*EXERCISE DETAILS:* All of the entries must appear again exactly as written.

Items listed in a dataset
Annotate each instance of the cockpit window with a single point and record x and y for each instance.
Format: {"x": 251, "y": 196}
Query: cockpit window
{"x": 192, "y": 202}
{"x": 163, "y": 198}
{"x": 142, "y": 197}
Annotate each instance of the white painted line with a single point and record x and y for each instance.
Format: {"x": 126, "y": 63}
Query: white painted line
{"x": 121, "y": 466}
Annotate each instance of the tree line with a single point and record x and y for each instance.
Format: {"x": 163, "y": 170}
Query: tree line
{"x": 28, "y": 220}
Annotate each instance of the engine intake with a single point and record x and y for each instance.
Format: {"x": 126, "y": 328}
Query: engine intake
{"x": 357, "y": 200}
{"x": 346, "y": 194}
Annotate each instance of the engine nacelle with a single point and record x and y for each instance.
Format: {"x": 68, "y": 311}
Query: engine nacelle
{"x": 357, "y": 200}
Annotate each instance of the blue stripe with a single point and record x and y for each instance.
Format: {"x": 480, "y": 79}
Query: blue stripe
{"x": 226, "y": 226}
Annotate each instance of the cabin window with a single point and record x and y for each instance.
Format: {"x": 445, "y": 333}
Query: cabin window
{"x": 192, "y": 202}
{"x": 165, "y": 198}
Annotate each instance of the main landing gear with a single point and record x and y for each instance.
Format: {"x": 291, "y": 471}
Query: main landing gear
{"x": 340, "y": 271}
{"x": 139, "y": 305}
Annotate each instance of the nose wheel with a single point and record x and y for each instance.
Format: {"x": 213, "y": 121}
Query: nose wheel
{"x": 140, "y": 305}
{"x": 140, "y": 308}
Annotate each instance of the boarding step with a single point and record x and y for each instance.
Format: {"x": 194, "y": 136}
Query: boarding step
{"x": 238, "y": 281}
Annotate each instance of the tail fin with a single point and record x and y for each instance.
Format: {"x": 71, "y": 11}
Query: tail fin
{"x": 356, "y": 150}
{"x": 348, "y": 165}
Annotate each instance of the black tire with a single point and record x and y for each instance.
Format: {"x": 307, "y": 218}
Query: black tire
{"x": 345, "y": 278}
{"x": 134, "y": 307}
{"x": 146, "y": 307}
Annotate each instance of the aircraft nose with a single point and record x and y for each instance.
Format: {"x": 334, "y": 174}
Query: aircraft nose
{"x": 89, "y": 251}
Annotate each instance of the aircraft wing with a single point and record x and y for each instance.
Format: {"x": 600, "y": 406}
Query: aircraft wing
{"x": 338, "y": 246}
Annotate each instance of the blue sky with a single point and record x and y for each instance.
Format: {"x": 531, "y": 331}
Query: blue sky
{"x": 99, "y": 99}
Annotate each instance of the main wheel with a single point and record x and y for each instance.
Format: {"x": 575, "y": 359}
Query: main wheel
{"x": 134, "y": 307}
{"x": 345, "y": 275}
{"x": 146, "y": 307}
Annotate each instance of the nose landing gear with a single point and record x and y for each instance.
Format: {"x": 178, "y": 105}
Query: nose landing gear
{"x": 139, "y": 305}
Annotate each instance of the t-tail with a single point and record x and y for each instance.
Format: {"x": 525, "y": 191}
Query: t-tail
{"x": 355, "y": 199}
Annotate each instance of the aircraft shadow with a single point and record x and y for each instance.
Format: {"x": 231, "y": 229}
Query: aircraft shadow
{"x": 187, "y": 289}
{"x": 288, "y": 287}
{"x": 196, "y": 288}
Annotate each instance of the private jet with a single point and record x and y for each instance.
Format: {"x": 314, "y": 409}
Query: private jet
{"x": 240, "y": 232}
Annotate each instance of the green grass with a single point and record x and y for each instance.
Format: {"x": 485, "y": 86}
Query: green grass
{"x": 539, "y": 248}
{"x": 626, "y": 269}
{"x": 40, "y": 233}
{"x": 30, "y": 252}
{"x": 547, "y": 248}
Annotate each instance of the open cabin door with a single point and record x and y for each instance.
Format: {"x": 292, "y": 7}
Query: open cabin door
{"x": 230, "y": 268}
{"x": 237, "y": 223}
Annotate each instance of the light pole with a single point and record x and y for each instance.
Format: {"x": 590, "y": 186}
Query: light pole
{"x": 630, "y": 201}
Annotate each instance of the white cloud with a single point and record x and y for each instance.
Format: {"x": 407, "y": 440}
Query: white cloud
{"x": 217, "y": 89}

*RESULT FOR THIS EXERCISE:*
Annotate each instance of the cockpit window with a single point and record x and y for each instance.
Format: {"x": 251, "y": 196}
Query: cockpit window
{"x": 192, "y": 202}
{"x": 163, "y": 198}
{"x": 142, "y": 197}
Annotate each instance of the white painted line with a single point and record x and y for each instance.
Format: {"x": 126, "y": 63}
Query: white painted line
{"x": 121, "y": 466}
Annotate each instance of the tree line with a single point and record x and y for each instance.
Format: {"x": 163, "y": 170}
Query: tree line
{"x": 28, "y": 220}
Annotate each instance of the engine intake with a single point and record x and y for each instance.
Format: {"x": 126, "y": 328}
Query: engine intake
{"x": 357, "y": 200}
{"x": 346, "y": 194}
Annotate each instance of the engine nacelle with a single point and record x and y for each instance.
Format: {"x": 68, "y": 311}
Query: engine nacelle
{"x": 357, "y": 200}
Annotate each instance of the blue stripe with a single point and record x and y for each instance.
Format: {"x": 480, "y": 79}
Query: blue stripe
{"x": 226, "y": 226}
Annotate each instance of the cabin window with a single point and record x and y for each instance.
Format: {"x": 445, "y": 333}
Query: cabin window
{"x": 192, "y": 202}
{"x": 165, "y": 198}
Annotate each instance of the main landing gear with a single point and record x and y for each instance.
Format: {"x": 291, "y": 471}
Query: main landing gear
{"x": 340, "y": 271}
{"x": 139, "y": 305}
Annotate each instance of the nose wheel with a single point and record x and y for each instance.
Format: {"x": 213, "y": 121}
Query: nose wheel
{"x": 140, "y": 305}
{"x": 140, "y": 308}
Annotate each instance of the boarding step with a single point and record x and y for each instance.
Format: {"x": 194, "y": 136}
Query: boarding step
{"x": 238, "y": 281}
Annotate each instance of the tail fin with a single point and record x and y for each instance.
Format: {"x": 71, "y": 11}
Query: tail fin
{"x": 356, "y": 150}
{"x": 348, "y": 165}
Annotate each instance of the black tire with a single point and record x and y for each instance.
Format: {"x": 307, "y": 218}
Query: black tire
{"x": 345, "y": 278}
{"x": 134, "y": 307}
{"x": 146, "y": 307}
Annotate each instance of the aircraft nose with a single point and record x and y for each instance.
Format: {"x": 334, "y": 174}
Query: aircraft nose
{"x": 89, "y": 251}
Annotate each instance of the aircraft wing with a single point and record x and y for each instance.
Format: {"x": 600, "y": 406}
Query: aircraft wing
{"x": 338, "y": 246}
Annotate each instance of the blue sky with a single point and record x and y for each instance.
Format: {"x": 531, "y": 331}
Query: blue sky
{"x": 99, "y": 99}
Annotate each instance of the main wheel with a single point and record x and y for each instance.
Format: {"x": 575, "y": 359}
Query: main wheel
{"x": 134, "y": 307}
{"x": 345, "y": 275}
{"x": 146, "y": 307}
Annotate each instance of the nose landing gear with a single point and record x and y for each instance.
Format: {"x": 178, "y": 105}
Query: nose landing gear
{"x": 139, "y": 305}
Annotate each instance of the t-tail with a single point and record x and y for each instance.
Format: {"x": 525, "y": 191}
Query: t-tail
{"x": 355, "y": 199}
Annotate each instance of the aircraft shadow with a single point and record x and y for each instance.
Format: {"x": 231, "y": 229}
Query: aircraft shadow
{"x": 187, "y": 289}
{"x": 288, "y": 287}
{"x": 196, "y": 288}
Annotate each instance of the private jet with a single point and record x and y for each instance.
Format: {"x": 314, "y": 409}
Query: private jet
{"x": 240, "y": 232}
Annotate each instance of the green grass with a single point and record x and y for each instance.
Format: {"x": 485, "y": 86}
Query: green grass
{"x": 539, "y": 248}
{"x": 626, "y": 269}
{"x": 40, "y": 233}
{"x": 30, "y": 252}
{"x": 547, "y": 248}
Annotate each instance of the open cabin door with a single point and record x and y for each instance.
Format: {"x": 292, "y": 7}
Query: open cabin door
{"x": 230, "y": 268}
{"x": 237, "y": 223}
Annotate each instance of the light pole with a single point and record x and y for each instance.
Format: {"x": 590, "y": 186}
Query: light pole
{"x": 630, "y": 201}
Annotate each instance of the white cloud with a single point and record x and y for each instance.
Format: {"x": 407, "y": 440}
Query: white cloud
{"x": 217, "y": 89}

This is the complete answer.